Demystifying hallucinations
Dr. Oliver Sacks’ 2013 book Hallucinations is a tremendous anthology of case studies of hallucinatory experiences recorded through his decades of work as a clinical neurologist, his analysis of clinical case studies and through his own personal experimentation with hallucinogenic drugs. Sacks notably remarks that in his job as a neurologist and psychiatrist, his patients described phenomena so outrageous that he would not have taken the reports seriously if it had not been for the fact that he had himself experienced the same phenomena under the influence of drugs.
Another interesting observation is the sheer prevalence and variety of hallucinatory experience. Sacks reports for example that Charles Bonnet Syndrome, hallucinations affecting those with significant visual impairments – may affect the majority of elderly people with visual impairments, with as many as fifteen percent experiencing complex hallucinations such as people, objects or scenes. Sacks states that only a fraction of these cases is correctly picked up by doctors with “many or most” being overlooked or misdiagnosed. This is largely, Sacks argues, because of the stigma surrounding hallucinations which results in people keeping their hallucinations secret, one of the main arguments Sacks makes is that hallucinations do not equate to madness.

========

* **Assignment 1**:
According to the text on hallucinations, why are many cases of Charles Bonnet Syndrome overlooked or misdiagnosed?
* **Assignment 2**:
Say whether each statement agrees with the text on hallucinations, answering yes or no and quoting the words that decide it:
(a) Sacks's book draws partly on his own use of hallucinogenic drugs.
(b) Doctors correctly identify most cases of Charles Bonnet Syndrome.
(c) Sacks holds that hallucinations equate to madness.

Natural language region descriptions:
========

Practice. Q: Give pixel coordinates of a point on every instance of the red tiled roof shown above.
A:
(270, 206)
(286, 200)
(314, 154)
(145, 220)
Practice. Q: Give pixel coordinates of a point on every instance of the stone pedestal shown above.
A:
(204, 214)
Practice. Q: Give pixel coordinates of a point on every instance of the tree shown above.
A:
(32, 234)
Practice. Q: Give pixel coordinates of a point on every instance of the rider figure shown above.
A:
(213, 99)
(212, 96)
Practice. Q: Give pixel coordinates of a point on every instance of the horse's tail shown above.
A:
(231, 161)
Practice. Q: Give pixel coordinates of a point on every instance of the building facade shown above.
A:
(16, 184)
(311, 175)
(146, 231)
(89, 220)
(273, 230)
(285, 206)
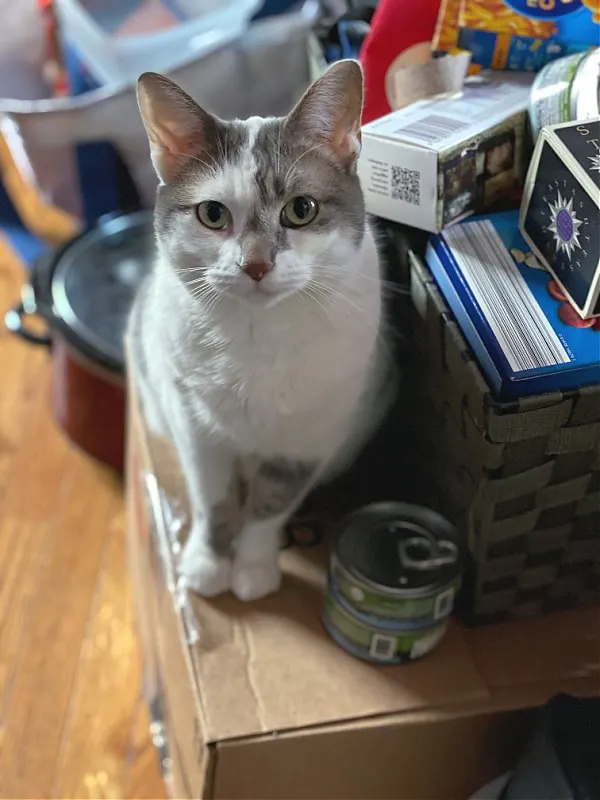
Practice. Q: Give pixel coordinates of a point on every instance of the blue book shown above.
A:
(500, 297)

========

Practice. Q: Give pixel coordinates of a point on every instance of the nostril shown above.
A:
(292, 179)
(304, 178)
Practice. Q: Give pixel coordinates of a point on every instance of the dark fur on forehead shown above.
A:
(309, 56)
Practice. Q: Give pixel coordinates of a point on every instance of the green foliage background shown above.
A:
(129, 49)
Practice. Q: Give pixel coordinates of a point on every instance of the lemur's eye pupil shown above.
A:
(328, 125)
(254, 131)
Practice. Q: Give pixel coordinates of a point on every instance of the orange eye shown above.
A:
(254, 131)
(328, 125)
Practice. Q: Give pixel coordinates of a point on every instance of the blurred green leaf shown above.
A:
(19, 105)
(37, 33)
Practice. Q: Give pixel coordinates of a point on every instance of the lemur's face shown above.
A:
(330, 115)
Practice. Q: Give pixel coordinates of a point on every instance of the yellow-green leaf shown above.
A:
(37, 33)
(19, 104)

========

* **Solution 1**:
Sacks argues that hallucinations carry a stigma, so people keep them secret. As a result, doctors correctly pick up only a fraction of cases, and "many or most" are overlooked or misdiagnosed.

* **Solution 2**:
(a) Yes: "through his own personal experimentation with hallucinogenic drugs."
(b) No: "only a fraction of these cases is correctly picked up by doctors."
(c) No: "hallucinations do not equate to madness."